## TASK INSTRUCTIONS:
Convert every line of the records below into a Markdown table with two columns, Row and Record Line, numbering the rows in order and leaving out any blank lines.

## DATA FOR THIS EXERCISE:
<<<<
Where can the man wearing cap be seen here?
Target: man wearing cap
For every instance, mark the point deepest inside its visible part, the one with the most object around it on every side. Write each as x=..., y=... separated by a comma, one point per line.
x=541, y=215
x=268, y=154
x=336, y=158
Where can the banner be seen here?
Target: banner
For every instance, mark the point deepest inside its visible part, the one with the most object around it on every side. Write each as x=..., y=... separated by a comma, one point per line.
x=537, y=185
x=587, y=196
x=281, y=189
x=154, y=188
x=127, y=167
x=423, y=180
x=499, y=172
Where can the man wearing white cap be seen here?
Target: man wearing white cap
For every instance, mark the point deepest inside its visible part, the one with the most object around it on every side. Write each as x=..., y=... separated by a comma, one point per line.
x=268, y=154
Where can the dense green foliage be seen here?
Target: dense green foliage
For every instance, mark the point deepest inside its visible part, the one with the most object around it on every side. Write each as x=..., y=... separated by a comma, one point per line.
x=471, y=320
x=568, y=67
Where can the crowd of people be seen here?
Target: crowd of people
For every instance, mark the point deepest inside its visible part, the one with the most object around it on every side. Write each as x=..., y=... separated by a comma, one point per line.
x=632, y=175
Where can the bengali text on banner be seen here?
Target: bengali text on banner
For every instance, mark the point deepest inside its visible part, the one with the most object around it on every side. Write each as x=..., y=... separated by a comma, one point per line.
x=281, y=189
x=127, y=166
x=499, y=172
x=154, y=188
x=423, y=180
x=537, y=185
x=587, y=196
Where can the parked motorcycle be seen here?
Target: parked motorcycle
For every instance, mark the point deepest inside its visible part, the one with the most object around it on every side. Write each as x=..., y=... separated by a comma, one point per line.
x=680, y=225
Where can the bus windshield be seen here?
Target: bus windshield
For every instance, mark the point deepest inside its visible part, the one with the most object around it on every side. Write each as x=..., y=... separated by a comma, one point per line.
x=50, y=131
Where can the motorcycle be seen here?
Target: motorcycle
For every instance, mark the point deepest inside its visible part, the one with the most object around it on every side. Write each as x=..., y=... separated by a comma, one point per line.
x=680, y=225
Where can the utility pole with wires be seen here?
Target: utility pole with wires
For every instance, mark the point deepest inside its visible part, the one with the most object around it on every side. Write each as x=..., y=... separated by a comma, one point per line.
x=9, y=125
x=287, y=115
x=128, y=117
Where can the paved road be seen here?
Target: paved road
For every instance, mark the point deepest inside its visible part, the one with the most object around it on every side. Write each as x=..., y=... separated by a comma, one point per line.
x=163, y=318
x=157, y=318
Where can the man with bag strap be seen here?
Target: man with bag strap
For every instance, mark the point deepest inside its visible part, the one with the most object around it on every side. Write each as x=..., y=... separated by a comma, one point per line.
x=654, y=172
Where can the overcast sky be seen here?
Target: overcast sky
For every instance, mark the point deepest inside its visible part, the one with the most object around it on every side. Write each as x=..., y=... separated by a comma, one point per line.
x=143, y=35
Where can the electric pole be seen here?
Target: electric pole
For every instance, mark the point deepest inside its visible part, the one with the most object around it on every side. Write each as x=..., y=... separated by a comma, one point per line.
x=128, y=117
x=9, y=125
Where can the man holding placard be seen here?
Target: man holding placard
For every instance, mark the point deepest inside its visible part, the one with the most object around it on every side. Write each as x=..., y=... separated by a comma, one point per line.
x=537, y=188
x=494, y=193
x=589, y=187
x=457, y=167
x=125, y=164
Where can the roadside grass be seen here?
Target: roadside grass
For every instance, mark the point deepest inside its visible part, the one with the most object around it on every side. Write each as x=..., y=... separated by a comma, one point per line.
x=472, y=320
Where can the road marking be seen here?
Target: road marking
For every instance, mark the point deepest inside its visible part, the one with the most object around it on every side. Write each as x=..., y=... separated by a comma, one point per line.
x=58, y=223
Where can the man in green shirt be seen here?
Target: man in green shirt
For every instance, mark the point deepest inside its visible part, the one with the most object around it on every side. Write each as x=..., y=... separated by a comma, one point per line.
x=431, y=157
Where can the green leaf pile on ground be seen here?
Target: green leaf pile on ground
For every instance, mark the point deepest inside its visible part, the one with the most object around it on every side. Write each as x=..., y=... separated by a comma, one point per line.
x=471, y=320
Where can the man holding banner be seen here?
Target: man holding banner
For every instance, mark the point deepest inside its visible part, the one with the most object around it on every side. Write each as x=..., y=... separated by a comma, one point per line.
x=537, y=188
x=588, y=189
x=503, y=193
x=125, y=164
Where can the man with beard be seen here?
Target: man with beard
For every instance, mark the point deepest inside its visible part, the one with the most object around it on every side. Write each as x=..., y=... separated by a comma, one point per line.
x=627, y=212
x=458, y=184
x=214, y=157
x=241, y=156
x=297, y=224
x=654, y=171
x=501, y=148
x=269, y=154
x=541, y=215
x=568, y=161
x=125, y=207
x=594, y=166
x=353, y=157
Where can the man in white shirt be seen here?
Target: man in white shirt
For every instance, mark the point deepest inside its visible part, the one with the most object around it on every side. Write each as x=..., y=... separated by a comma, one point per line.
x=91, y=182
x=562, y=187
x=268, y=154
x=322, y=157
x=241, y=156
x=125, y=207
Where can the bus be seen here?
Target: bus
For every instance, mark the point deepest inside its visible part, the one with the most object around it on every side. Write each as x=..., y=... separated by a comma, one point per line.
>>>>
## RESPONSE TO THE EXERCISE:
| Row | Record Line |
|---|---|
| 1 | Where can the man wearing cap be seen here? |
| 2 | Target: man wearing cap |
| 3 | For every instance, mark the point deepest inside its visible part, the one with the most object around it on every side. Write each as x=..., y=... separated by a comma, one point per line. |
| 4 | x=541, y=215 |
| 5 | x=268, y=154 |
| 6 | x=336, y=158 |
| 7 | Where can the banner be seen here? |
| 8 | Target: banner |
| 9 | For every instance, mark the point deepest inside its visible part, the one with the most object around it on every side. Write each as x=..., y=... separated by a comma, one point per line. |
| 10 | x=537, y=185 |
| 11 | x=587, y=196 |
| 12 | x=281, y=189 |
| 13 | x=154, y=188 |
| 14 | x=127, y=167 |
| 15 | x=423, y=180 |
| 16 | x=499, y=172 |
| 17 | Where can the man wearing white cap be seen here? |
| 18 | Target: man wearing white cap |
| 19 | For every instance, mark the point deepest inside its visible part, the one with the most object around it on every side. Write each as x=..., y=... separated by a comma, one point per line. |
| 20 | x=268, y=154 |
| 21 | Where can the dense green foliage be seen here? |
| 22 | Target: dense green foliage |
| 23 | For every instance, mark the point deepest inside its visible part, the one with the most object around it on every side. Write each as x=..., y=... separated by a comma, one point per line. |
| 24 | x=471, y=320 |
| 25 | x=568, y=67 |
| 26 | Where can the crowd of people be seen here? |
| 27 | Target: crowd of people |
| 28 | For every instance, mark the point deepest inside its visible part, the one with the most object around it on every side. Write each as x=..., y=... separated by a comma, one point per line. |
| 29 | x=632, y=175 |
| 30 | Where can the bengali text on banner be seen here? |
| 31 | Target: bengali text on banner |
| 32 | For every instance, mark the point deepest inside its visible part, the one with the most object around it on every side. Write each as x=..., y=... separated by a comma, one point per line. |
| 33 | x=281, y=189 |
| 34 | x=127, y=166 |
| 35 | x=499, y=172 |
| 36 | x=154, y=188 |
| 37 | x=423, y=180 |
| 38 | x=537, y=185 |
| 39 | x=587, y=196 |
| 40 | Where can the parked motorcycle be seen here? |
| 41 | Target: parked motorcycle |
| 42 | For every instance, mark the point deepest inside its visible part, the one with the most object around it on every side. Write each as x=..., y=... separated by a comma, one point per line. |
| 43 | x=680, y=225 |
| 44 | Where can the bus windshield be seen here? |
| 45 | Target: bus windshield |
| 46 | For every instance, mark the point deepest inside its visible part, the one with the most object around it on every side. Write each as x=..., y=... separated by a comma, one point per line. |
| 47 | x=50, y=131 |
| 48 | Where can the motorcycle be seen here? |
| 49 | Target: motorcycle |
| 50 | For every instance, mark the point deepest inside its visible part, the one with the most object around it on every side. Write each as x=..., y=... separated by a comma, one point per line. |
| 51 | x=680, y=225 |
| 52 | Where can the utility pole with wires be seen here? |
| 53 | Target: utility pole with wires |
| 54 | For every instance, mark the point deepest inside its visible part, the one with the most object around it on every side. Write each as x=..., y=... separated by a comma, one point per line. |
| 55 | x=9, y=125 |
| 56 | x=287, y=115 |
| 57 | x=128, y=117 |
| 58 | Where can the paved road be seen here? |
| 59 | Target: paved road |
| 60 | For every instance, mark the point deepest inside its visible part, the one with the most object around it on every side. Write each as x=..., y=... separated by a comma, one point per line. |
| 61 | x=163, y=318 |
| 62 | x=157, y=318 |
| 63 | Where can the man with bag strap be seen here? |
| 64 | Target: man with bag strap |
| 65 | For every instance, mark the point deepest inside its visible part, the one with the most object around it on every side. Write each as x=..., y=... separated by a comma, one point per line. |
| 66 | x=654, y=172 |
| 67 | Where can the overcast sky be seen here? |
| 68 | Target: overcast sky |
| 69 | For every instance, mark the point deepest inside its visible part, the one with the most object around it on every side. Write each as x=..., y=... separated by a comma, one point per line. |
| 70 | x=143, y=35 |
| 71 | Where can the electric pole be seen here? |
| 72 | Target: electric pole |
| 73 | For every instance, mark the point deepest inside its visible part, the one with the most object around it on every side. Write each as x=..., y=... separated by a comma, one point per line. |
| 74 | x=128, y=117 |
| 75 | x=9, y=125 |
| 76 | Where can the man holding placard be seen here? |
| 77 | Target: man holding placard |
| 78 | For every instance, mark the point deepest inside its visible part, the one with the most object around it on every side. Write each as x=..., y=... separated by a comma, one point per line. |
| 79 | x=537, y=188 |
| 80 | x=494, y=193 |
| 81 | x=589, y=187 |
| 82 | x=457, y=167 |
| 83 | x=125, y=164 |
| 84 | Where can the roadside grass be seen here? |
| 85 | Target: roadside grass |
| 86 | For every instance, mark the point deepest inside its visible part, the one with the most object around it on every side. Write each as x=..., y=... separated by a comma, one point per line. |
| 87 | x=472, y=320 |
| 88 | Where can the road marking be seen here? |
| 89 | Target: road marking |
| 90 | For every instance, mark the point deepest inside its visible part, the one with the most object around it on every side. Write each as x=..., y=... separated by a comma, one point per line. |
| 91 | x=58, y=223 |
| 92 | Where can the man in green shirt be seen here? |
| 93 | Target: man in green shirt |
| 94 | For every instance, mark the point deepest inside its visible part, the one with the most object around it on every side. Write each as x=..., y=... separated by a comma, one point per line. |
| 95 | x=431, y=157 |
| 96 | Where can the green leaf pile on ground be seen here? |
| 97 | Target: green leaf pile on ground |
| 98 | For every instance, mark the point deepest inside its visible part, the one with the most object around it on every side. Write each as x=..., y=... separated by a comma, one point per line. |
| 99 | x=471, y=320 |
| 100 | Where can the man holding banner be seen here? |
| 101 | Target: man holding banner |
| 102 | For every instance, mark the point deepest inside its visible part, the one with the most object around it on every side. Write each as x=..., y=... separated by a comma, one point per line. |
| 103 | x=537, y=188 |
| 104 | x=588, y=189 |
| 105 | x=503, y=193 |
| 106 | x=125, y=164 |
| 107 | Where can the man with beard be seen here? |
| 108 | Target: man with beard |
| 109 | For every instance, mark the point deepest inside its visible part, the one with the most object around it on every side. Write each as x=..., y=... separated by a comma, one point per line. |
| 110 | x=627, y=212 |
| 111 | x=458, y=184 |
| 112 | x=214, y=157 |
| 113 | x=241, y=156 |
| 114 | x=297, y=224 |
| 115 | x=654, y=171 |
| 116 | x=501, y=148 |
| 117 | x=269, y=154 |
| 118 | x=541, y=215 |
| 119 | x=568, y=161 |
| 120 | x=125, y=207 |
| 121 | x=594, y=166 |
| 122 | x=353, y=157 |
| 123 | Where can the man in white shirt be seen here? |
| 124 | Target: man in white shirt |
| 125 | For every instance, mark the point deepest inside its visible part, the one with the most object around it on every side. Write each as x=..., y=... separated by a comma, one point per line. |
| 126 | x=91, y=182 |
| 127 | x=562, y=187 |
| 128 | x=268, y=154 |
| 129 | x=322, y=157 |
| 130 | x=241, y=156 |
| 131 | x=125, y=207 |
| 132 | Where can the bus be seen here? |
| 133 | Target: bus |
| 134 | For every instance, mark the point deepest inside its visible part, the one with the most object around it on every side. Write each as x=..., y=... separated by a comma, one point per line. |